Set task 1:
In the entries, output as a numbered list the lines from the line with "Segment every instance of the table" to the line with "180], [57, 180]]]", both included, with blank lines left out.

Passage:

· · ·

Low-power compact composite field AES S-Box/Inv S-Box design in 65 nm CMOS using Novel XOR Gate
Highlights
► New full-custom S-Box/Inv S-Box AES using composite field arithmetic by resource sharing. ► Implementation using a novel low power 2-input XOR gate with only six devices. ► New XOR gate offers the lowest propagation delay and power consumption. ► Implementation using 65 nm CMOS technology and the area of the S-Box is 288 μm2 with 158 logic gates. ► Critical path delay of 7.322 ns, throughput of 130 Mbps and power dissipation of 0.09 μW (0.8 V).

· · ·

Supplied material:
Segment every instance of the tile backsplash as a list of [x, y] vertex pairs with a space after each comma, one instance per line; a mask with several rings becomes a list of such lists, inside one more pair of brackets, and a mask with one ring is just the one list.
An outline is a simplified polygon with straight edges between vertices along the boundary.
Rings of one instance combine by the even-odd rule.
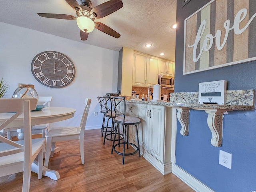
[[[139, 94], [139, 98], [141, 98], [142, 96], [142, 94], [144, 94], [144, 96], [146, 98], [146, 95], [148, 94], [148, 87], [136, 87], [132, 86], [132, 90], [136, 92], [136, 94]], [[154, 90], [153, 88], [150, 88], [150, 91], [151, 92], [154, 93]], [[170, 93], [173, 93], [173, 90], [168, 90], [168, 89], [166, 88], [162, 88], [161, 89], [161, 93], [162, 94], [168, 94]], [[132, 93], [131, 93], [131, 95]]]

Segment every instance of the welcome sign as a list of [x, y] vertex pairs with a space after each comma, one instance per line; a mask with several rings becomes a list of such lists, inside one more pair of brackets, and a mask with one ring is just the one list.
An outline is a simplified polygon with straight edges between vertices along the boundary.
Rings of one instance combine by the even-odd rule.
[[198, 103], [224, 105], [226, 90], [226, 80], [199, 83]]
[[256, 60], [256, 1], [213, 0], [185, 20], [183, 74]]

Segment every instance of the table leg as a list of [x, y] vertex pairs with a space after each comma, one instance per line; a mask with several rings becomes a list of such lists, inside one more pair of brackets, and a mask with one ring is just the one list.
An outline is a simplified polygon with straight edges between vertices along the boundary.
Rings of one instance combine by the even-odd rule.
[[[31, 165], [31, 171], [38, 174], [38, 162], [37, 161], [34, 161]], [[60, 178], [60, 174], [57, 171], [51, 170], [43, 166], [43, 175], [50, 177], [53, 180], [57, 180]]]

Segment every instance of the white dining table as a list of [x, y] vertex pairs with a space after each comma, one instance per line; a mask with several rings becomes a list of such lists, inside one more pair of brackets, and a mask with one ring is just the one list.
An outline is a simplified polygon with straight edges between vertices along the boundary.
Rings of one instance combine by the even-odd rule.
[[[69, 119], [74, 116], [76, 109], [72, 108], [59, 107], [48, 107], [41, 110], [31, 112], [31, 126], [53, 123]], [[12, 113], [0, 113], [0, 124], [13, 115]], [[23, 127], [23, 114], [10, 123], [1, 132], [6, 132], [17, 130]], [[38, 162], [34, 161], [32, 165], [31, 170], [38, 174]], [[50, 170], [43, 167], [43, 175], [49, 177], [54, 180], [60, 178], [60, 174], [57, 171]]]

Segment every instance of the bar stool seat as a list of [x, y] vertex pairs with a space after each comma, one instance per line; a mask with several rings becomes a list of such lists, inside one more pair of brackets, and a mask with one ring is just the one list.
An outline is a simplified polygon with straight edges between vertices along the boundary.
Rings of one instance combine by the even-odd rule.
[[[116, 127], [114, 122], [113, 119], [116, 117], [115, 112], [112, 110], [112, 103], [111, 102], [111, 97], [110, 96], [106, 96], [102, 97], [102, 98], [105, 99], [103, 102], [104, 105], [104, 107], [106, 109], [107, 112], [105, 114], [105, 118], [108, 118], [106, 126], [104, 128], [106, 128], [105, 130], [105, 136], [104, 136], [104, 140], [103, 141], [103, 144], [105, 144], [105, 141], [106, 140], [109, 141], [113, 141], [113, 139], [112, 138], [112, 136], [114, 134]], [[110, 120], [112, 120], [111, 126], [108, 126], [108, 122]], [[110, 130], [108, 130], [108, 128], [110, 128]], [[110, 136], [110, 137], [108, 136]], [[123, 136], [120, 138], [118, 138], [119, 140], [123, 139]], [[116, 140], [118, 140], [117, 139]]]
[[[132, 155], [136, 154], [137, 152], [138, 153], [139, 157], [140, 157], [140, 143], [139, 141], [139, 137], [138, 135], [138, 127], [137, 125], [140, 123], [140, 120], [135, 117], [132, 117], [131, 116], [126, 116], [125, 115], [125, 97], [112, 97], [112, 100], [113, 105], [115, 109], [115, 117], [114, 118], [114, 122], [115, 124], [117, 124], [115, 131], [115, 135], [114, 136], [114, 140], [113, 141], [112, 149], [111, 150], [111, 154], [113, 153], [114, 150], [116, 153], [120, 155], [122, 155], [122, 164], [124, 164], [124, 156], [128, 155]], [[122, 112], [120, 111], [119, 110], [118, 105], [120, 105], [122, 102], [124, 103], [124, 109]], [[123, 128], [124, 126], [124, 142], [122, 143], [120, 142], [120, 140], [118, 140], [118, 143], [115, 144], [115, 141], [116, 140], [116, 137], [118, 130], [118, 137], [120, 134], [120, 125], [122, 125]], [[136, 134], [137, 136], [137, 145], [132, 143], [129, 142], [129, 126], [134, 125], [135, 126]], [[127, 136], [127, 141], [126, 137]], [[127, 145], [127, 149], [129, 148], [129, 145], [133, 146], [135, 149], [135, 151], [131, 152], [125, 152], [125, 146]], [[120, 145], [123, 145], [123, 151], [122, 152], [119, 152], [116, 149], [116, 148], [120, 147]]]
[[100, 106], [100, 113], [104, 114], [103, 115], [103, 119], [102, 120], [102, 124], [101, 126], [101, 128], [100, 129], [100, 131], [101, 131], [101, 136], [103, 136], [103, 132], [104, 131], [104, 124], [105, 124], [105, 114], [106, 114], [108, 112], [108, 110], [105, 108], [105, 105], [104, 102], [105, 99], [102, 98], [102, 97], [97, 97], [99, 101], [99, 103]]

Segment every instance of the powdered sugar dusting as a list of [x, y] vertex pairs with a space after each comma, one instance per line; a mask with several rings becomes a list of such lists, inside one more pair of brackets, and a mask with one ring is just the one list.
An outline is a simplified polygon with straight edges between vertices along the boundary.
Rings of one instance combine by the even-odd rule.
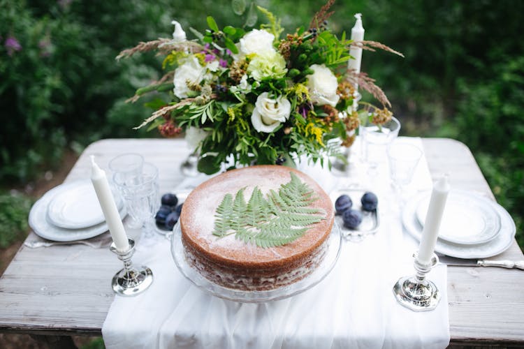
[[[319, 200], [314, 202], [312, 206], [322, 209], [326, 214], [326, 220], [314, 225], [305, 235], [310, 236], [307, 239], [303, 239], [303, 236], [282, 246], [262, 248], [252, 244], [246, 244], [236, 239], [234, 235], [224, 237], [212, 235], [217, 207], [226, 194], [229, 193], [234, 198], [236, 193], [244, 188], [244, 197], [247, 200], [257, 186], [266, 196], [270, 190], [277, 191], [281, 185], [291, 180], [291, 171], [319, 193]], [[330, 229], [333, 216], [329, 197], [305, 174], [282, 166], [254, 166], [221, 174], [199, 186], [186, 200], [180, 219], [184, 230], [191, 239], [198, 242], [199, 246], [211, 253], [228, 255], [233, 259], [251, 256], [259, 260], [274, 260], [275, 258], [285, 258], [297, 250], [307, 249], [308, 245], [315, 244], [319, 238], [326, 235], [326, 230]], [[312, 235], [316, 235], [316, 237]]]

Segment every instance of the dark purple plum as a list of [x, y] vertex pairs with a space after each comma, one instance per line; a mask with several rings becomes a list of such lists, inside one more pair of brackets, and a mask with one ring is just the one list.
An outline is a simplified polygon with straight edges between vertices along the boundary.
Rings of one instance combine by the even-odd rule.
[[351, 198], [347, 195], [342, 195], [338, 197], [335, 202], [335, 210], [337, 214], [343, 214], [346, 210], [353, 207]]
[[168, 216], [166, 217], [166, 228], [171, 230], [173, 229], [173, 227], [174, 227], [178, 221], [178, 218], [180, 217], [180, 215], [175, 211], [168, 214]]
[[175, 207], [178, 203], [178, 198], [175, 194], [168, 193], [162, 195], [161, 202], [162, 205]]
[[361, 203], [364, 211], [374, 211], [379, 205], [379, 199], [373, 193], [367, 191], [362, 195]]
[[356, 209], [347, 209], [342, 214], [344, 226], [349, 229], [356, 229], [362, 223], [362, 214]]

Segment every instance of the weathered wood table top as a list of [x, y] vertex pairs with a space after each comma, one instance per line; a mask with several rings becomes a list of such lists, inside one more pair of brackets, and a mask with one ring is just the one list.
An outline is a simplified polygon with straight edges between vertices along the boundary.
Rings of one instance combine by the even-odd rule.
[[[423, 144], [432, 175], [450, 172], [453, 186], [493, 194], [468, 148], [449, 139]], [[103, 140], [89, 145], [66, 181], [89, 176], [89, 156], [107, 168], [126, 152], [141, 154], [159, 169], [161, 192], [181, 179], [189, 154], [180, 140]], [[516, 242], [496, 257], [523, 259]], [[114, 294], [110, 280], [122, 263], [108, 248], [85, 245], [22, 246], [0, 279], [0, 332], [101, 335]], [[524, 272], [497, 267], [449, 267], [451, 345], [524, 347]]]

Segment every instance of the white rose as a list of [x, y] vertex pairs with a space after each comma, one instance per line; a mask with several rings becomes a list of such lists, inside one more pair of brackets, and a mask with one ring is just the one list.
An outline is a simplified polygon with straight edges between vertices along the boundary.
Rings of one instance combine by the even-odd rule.
[[269, 94], [264, 92], [256, 98], [251, 123], [257, 131], [268, 133], [287, 120], [291, 112], [291, 103], [285, 97], [270, 98]]
[[252, 86], [247, 82], [247, 75], [244, 74], [240, 78], [240, 82], [236, 86], [232, 86], [230, 91], [233, 93], [241, 92], [248, 94], [251, 92]]
[[219, 65], [218, 61], [213, 61], [205, 66], [206, 69], [213, 73], [218, 71]]
[[268, 51], [275, 51], [273, 40], [275, 36], [265, 30], [253, 29], [242, 37], [240, 42], [240, 53], [261, 54]]
[[205, 69], [200, 65], [196, 57], [188, 59], [184, 64], [175, 70], [175, 77], [173, 83], [175, 85], [173, 92], [179, 98], [187, 98], [187, 94], [191, 91], [187, 87], [187, 82], [191, 84], [200, 84], [204, 77]]
[[191, 150], [195, 150], [200, 145], [201, 142], [208, 137], [209, 133], [202, 128], [195, 126], [188, 127], [186, 130], [186, 141]]
[[317, 105], [328, 104], [335, 107], [340, 98], [337, 94], [337, 77], [323, 64], [313, 64], [310, 68], [314, 71], [307, 77], [307, 88], [312, 101]]

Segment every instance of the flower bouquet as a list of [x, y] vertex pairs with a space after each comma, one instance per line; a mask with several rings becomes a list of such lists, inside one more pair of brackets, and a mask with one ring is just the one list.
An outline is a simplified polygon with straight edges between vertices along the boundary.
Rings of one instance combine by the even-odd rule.
[[360, 117], [377, 123], [391, 118], [391, 105], [374, 80], [348, 68], [351, 45], [398, 53], [373, 41], [338, 38], [328, 27], [330, 0], [308, 28], [281, 38], [283, 29], [270, 12], [260, 29], [226, 26], [208, 17], [209, 29], [194, 29], [187, 40], [173, 21], [173, 39], [140, 43], [117, 57], [156, 50], [165, 56], [166, 73], [140, 89], [135, 101], [149, 92], [168, 91], [168, 100], [137, 128], [149, 124], [166, 137], [185, 131], [200, 158], [198, 168], [212, 174], [221, 165], [290, 164], [301, 156], [323, 165], [351, 145], [359, 115], [355, 87], [370, 91], [381, 107], [365, 103]]

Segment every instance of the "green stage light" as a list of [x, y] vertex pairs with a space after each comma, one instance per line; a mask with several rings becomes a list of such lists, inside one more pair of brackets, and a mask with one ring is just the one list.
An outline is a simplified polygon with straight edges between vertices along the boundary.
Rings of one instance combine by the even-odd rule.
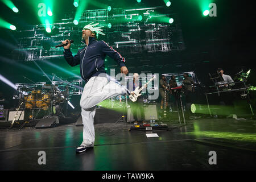
[[170, 19], [169, 19], [169, 23], [174, 23], [174, 20], [173, 18], [170, 18]]
[[74, 3], [73, 3], [75, 7], [78, 7], [79, 5], [79, 0], [74, 0]]
[[203, 13], [204, 16], [207, 16], [209, 14], [209, 10], [205, 10]]
[[15, 13], [19, 12], [19, 10], [16, 7], [13, 7], [13, 11], [14, 11]]
[[10, 0], [2, 0], [3, 3], [5, 3], [8, 7], [11, 9], [15, 13], [19, 12], [19, 10], [16, 6], [13, 4], [13, 3]]
[[47, 14], [50, 16], [52, 16], [52, 12], [51, 11], [49, 7], [48, 7]]
[[51, 25], [48, 19], [46, 19], [46, 30], [47, 32], [50, 33], [52, 31], [52, 30], [51, 29]]
[[74, 23], [74, 24], [75, 24], [75, 25], [77, 25], [78, 23], [79, 23], [79, 22], [78, 22], [76, 19], [75, 19], [75, 20], [74, 20], [74, 21], [73, 22], [73, 23]]
[[194, 104], [191, 104], [191, 112], [192, 113], [196, 113], [196, 105]]
[[51, 33], [51, 32], [52, 31], [52, 30], [51, 30], [51, 28], [49, 27], [47, 27], [46, 28], [46, 31], [48, 33]]
[[11, 30], [15, 30], [16, 27], [15, 26], [14, 26], [13, 24], [11, 24], [10, 26], [10, 28], [11, 28]]

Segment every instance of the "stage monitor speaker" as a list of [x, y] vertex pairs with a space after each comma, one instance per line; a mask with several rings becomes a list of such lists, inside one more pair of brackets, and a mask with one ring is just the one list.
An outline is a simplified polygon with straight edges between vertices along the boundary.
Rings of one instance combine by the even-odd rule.
[[[127, 108], [127, 122], [134, 122], [134, 117], [131, 112], [131, 107]], [[158, 111], [156, 110], [156, 105], [150, 104], [146, 105], [144, 107], [144, 119], [146, 121], [150, 121], [151, 119], [158, 120]], [[137, 110], [138, 119], [141, 120], [141, 110]], [[150, 118], [151, 117], [151, 118]]]
[[[158, 110], [156, 104], [146, 105], [144, 107], [145, 120], [150, 121], [152, 118], [154, 120], [158, 120]], [[150, 118], [151, 117], [151, 118]]]
[[[118, 108], [119, 109], [120, 108]], [[98, 108], [96, 109], [96, 113], [94, 116], [94, 124], [98, 123], [115, 123], [120, 119], [122, 115], [126, 115], [126, 111], [125, 111], [125, 114], [123, 112], [119, 112], [114, 110], [115, 108], [106, 109]]]
[[84, 126], [84, 125], [82, 125], [82, 117], [81, 116], [80, 116], [78, 118], [77, 121], [76, 121], [76, 126]]
[[[123, 113], [106, 108], [97, 108], [94, 115], [94, 124], [115, 123], [123, 115]], [[125, 114], [126, 115], [126, 114]], [[76, 126], [83, 126], [82, 117], [77, 119]]]
[[59, 124], [59, 118], [47, 118], [40, 120], [35, 126], [36, 129], [53, 127]]

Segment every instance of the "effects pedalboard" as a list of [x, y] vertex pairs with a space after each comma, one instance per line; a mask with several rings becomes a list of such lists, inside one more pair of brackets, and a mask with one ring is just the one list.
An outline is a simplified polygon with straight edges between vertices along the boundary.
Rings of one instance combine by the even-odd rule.
[[152, 131], [159, 130], [168, 130], [167, 124], [151, 123], [150, 124], [143, 123], [143, 125], [138, 125], [134, 123], [134, 126], [130, 129], [130, 131]]

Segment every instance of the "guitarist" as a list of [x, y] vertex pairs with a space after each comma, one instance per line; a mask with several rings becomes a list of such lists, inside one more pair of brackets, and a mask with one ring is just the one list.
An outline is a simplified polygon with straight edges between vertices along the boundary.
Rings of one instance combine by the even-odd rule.
[[164, 75], [162, 75], [161, 78], [159, 81], [159, 92], [162, 97], [160, 106], [161, 109], [163, 109], [163, 105], [166, 98], [166, 93], [164, 93], [165, 91], [166, 91], [166, 107], [168, 106], [168, 101], [169, 100], [169, 85], [167, 83], [166, 77]]
[[[141, 81], [139, 80], [139, 74], [137, 73], [134, 73], [133, 74], [133, 91], [134, 91], [135, 88], [138, 86], [141, 88], [142, 86], [142, 84]], [[134, 95], [134, 93], [133, 92], [131, 92], [131, 94]], [[139, 121], [142, 122], [144, 122], [144, 114], [143, 109], [144, 103], [142, 97], [142, 96], [139, 96], [137, 100], [134, 102], [131, 101], [130, 102], [131, 112], [133, 113], [133, 117], [134, 118], [134, 123], [138, 123]], [[141, 111], [141, 121], [138, 121], [138, 119], [137, 110], [139, 109]]]

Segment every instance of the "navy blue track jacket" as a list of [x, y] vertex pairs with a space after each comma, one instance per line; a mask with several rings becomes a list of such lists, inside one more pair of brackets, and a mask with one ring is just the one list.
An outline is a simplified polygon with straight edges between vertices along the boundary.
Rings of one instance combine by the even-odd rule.
[[[85, 44], [84, 40], [82, 42]], [[125, 59], [120, 53], [104, 41], [96, 40], [93, 37], [89, 37], [88, 46], [85, 44], [85, 47], [79, 49], [75, 56], [69, 49], [64, 49], [64, 51], [65, 59], [71, 67], [80, 64], [81, 76], [86, 81], [93, 76], [106, 73], [104, 64], [106, 55], [116, 61], [120, 67], [125, 66]]]

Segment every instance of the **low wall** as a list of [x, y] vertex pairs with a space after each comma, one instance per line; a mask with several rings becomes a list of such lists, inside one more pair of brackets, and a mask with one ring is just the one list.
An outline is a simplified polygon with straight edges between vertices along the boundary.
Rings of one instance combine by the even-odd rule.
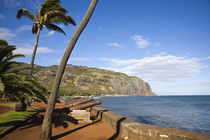
[[92, 113], [115, 129], [115, 135], [124, 140], [210, 140], [207, 134], [140, 124], [100, 107], [93, 107]]

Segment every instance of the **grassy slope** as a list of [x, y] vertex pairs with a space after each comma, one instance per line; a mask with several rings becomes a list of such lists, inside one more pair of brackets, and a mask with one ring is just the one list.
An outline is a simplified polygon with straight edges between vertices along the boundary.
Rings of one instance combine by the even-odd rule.
[[[11, 104], [0, 104], [1, 106], [9, 106], [14, 107], [15, 103]], [[4, 114], [0, 114], [0, 133], [18, 125], [28, 117], [32, 116], [34, 113], [37, 112], [38, 108], [36, 107], [27, 107], [27, 111], [23, 112], [15, 112], [10, 111]]]

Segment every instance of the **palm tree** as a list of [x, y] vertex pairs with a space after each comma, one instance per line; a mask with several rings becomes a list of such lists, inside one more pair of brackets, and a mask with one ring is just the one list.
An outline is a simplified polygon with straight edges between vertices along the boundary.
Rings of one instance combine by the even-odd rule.
[[58, 89], [60, 86], [60, 82], [66, 67], [66, 64], [68, 62], [68, 59], [71, 55], [71, 52], [80, 36], [80, 34], [82, 33], [82, 31], [84, 30], [84, 28], [86, 27], [88, 21], [90, 20], [90, 17], [97, 5], [98, 0], [92, 0], [87, 13], [85, 14], [84, 18], [82, 19], [82, 22], [80, 23], [79, 27], [77, 28], [77, 30], [75, 31], [71, 41], [69, 42], [65, 53], [63, 55], [63, 58], [60, 62], [60, 65], [58, 67], [57, 70], [57, 74], [54, 80], [54, 84], [52, 87], [52, 91], [50, 94], [50, 98], [48, 101], [48, 105], [47, 105], [47, 109], [46, 109], [46, 113], [44, 116], [44, 120], [42, 123], [42, 128], [41, 128], [41, 133], [40, 133], [40, 139], [41, 140], [50, 140], [51, 139], [51, 134], [52, 134], [52, 113], [55, 107], [55, 99], [58, 93]]
[[19, 65], [19, 63], [11, 60], [18, 57], [24, 57], [24, 55], [21, 54], [13, 55], [12, 51], [15, 49], [15, 46], [8, 45], [5, 40], [0, 39], [0, 77], [7, 73], [11, 68]]
[[36, 16], [24, 8], [17, 11], [17, 19], [20, 19], [22, 16], [26, 16], [29, 19], [33, 20], [32, 33], [36, 34], [36, 42], [31, 58], [31, 75], [33, 74], [34, 60], [39, 42], [39, 34], [43, 27], [46, 27], [47, 29], [53, 31], [61, 32], [66, 35], [65, 32], [54, 23], [62, 23], [64, 25], [76, 25], [73, 18], [67, 16], [66, 13], [67, 10], [60, 5], [60, 0], [46, 0], [37, 11]]
[[12, 61], [14, 58], [24, 55], [13, 55], [15, 46], [9, 46], [5, 40], [0, 40], [0, 80], [4, 86], [4, 96], [12, 96], [20, 101], [24, 111], [26, 109], [25, 99], [36, 96], [45, 103], [46, 88], [41, 86], [37, 80], [23, 72], [25, 68], [18, 67], [19, 63]]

· · ·

Set task 2:
Using the S-Box highlights, answer the following questions:
(a) How many devices does the novel 2-input XOR gate contain?
(b) What is the area of the S-Box?
(c) What throughput is reported?

Written reply 1:
1. Segment every instance of the table leg as a list of [x, y] vertex pairs with a space after each comma, one instance per line; a mask with several rings becomes a list of such lists, inside one more pair of brackets, and a mask with one ring is just the one list.
2. An outline is a simplified polygon with straight edges between vertices along the boundary.
3. Rings of one instance combine by the even-odd rule.
4. [[[31, 165], [31, 171], [38, 174], [38, 162], [37, 161], [34, 161]], [[60, 178], [60, 174], [57, 171], [51, 170], [43, 166], [43, 175], [50, 177], [53, 180], [57, 180]]]

Written reply 2:
(a) Six.
(b) 288 μm2.
(c) 130 Mbps.